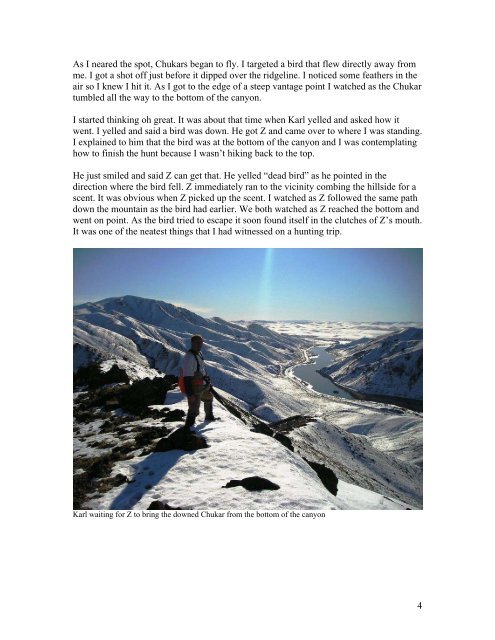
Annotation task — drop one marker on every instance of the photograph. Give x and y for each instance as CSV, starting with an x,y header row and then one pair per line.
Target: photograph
x,y
226,380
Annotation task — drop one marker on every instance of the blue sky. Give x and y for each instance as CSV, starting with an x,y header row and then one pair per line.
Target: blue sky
x,y
264,284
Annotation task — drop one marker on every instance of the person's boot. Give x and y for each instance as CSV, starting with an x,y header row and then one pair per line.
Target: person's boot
x,y
190,420
209,417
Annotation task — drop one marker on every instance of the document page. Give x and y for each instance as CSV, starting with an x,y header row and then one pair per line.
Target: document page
x,y
243,217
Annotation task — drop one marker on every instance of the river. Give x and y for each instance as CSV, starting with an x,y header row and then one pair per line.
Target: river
x,y
309,373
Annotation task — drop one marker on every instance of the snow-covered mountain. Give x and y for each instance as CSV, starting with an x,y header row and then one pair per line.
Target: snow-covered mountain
x,y
391,365
143,334
370,447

::::::

Task: Could you turn every line of the listing above into a Markdown table with the columns "Row" and "Line," numbering each row, skipping blank lines, and leaving out the pictures?

Response to the exercise:
| Row | Line |
|---|---|
| 1 | Annotation task — drop one marker on every instance of the photograph. Give x and y for each instance as CSV, starting with an x,y header row and then one pair per line. |
| 2 | Target: photograph |
| 3 | x,y |
| 4 | 226,380 |
| 5 | Annotation task — drop one marker on every instance of the blue sky. Give x and y for each instance as CSV, starting with an x,y header row and then one pair per line. |
| 6 | Target: blue sky |
| 7 | x,y |
| 8 | 264,284 |
| 9 | Annotation task — drop one marker on every instance of the person's boot. Give x and y for each instance as CSV, starting with an x,y header row and then one pair per line. |
| 10 | Target: person's boot |
| 11 | x,y |
| 12 | 190,420 |
| 13 | 209,417 |
| 14 | Annotation task — drop one marker on every instance of the document page. Give x and y for each instance as CSV, starting with an x,y header row and then one pair per line. |
| 15 | Target: document page |
| 16 | x,y |
| 17 | 243,217 |
| 18 | Annotation task — drop one marker on every instance of the river. Give x and y for each instance as CSV, starting with an x,y header row and then one pair per line. |
| 19 | Target: river |
| 20 | x,y |
| 21 | 309,373 |
| 22 | Annotation task — drop one marker on every instance of the snow-covered mountain. Give x and y for each instance as CSV, starting with an x,y header row and then one pair per line. |
| 23 | Target: snow-covered mountain |
| 24 | x,y |
| 25 | 391,365 |
| 26 | 143,334 |
| 27 | 370,447 |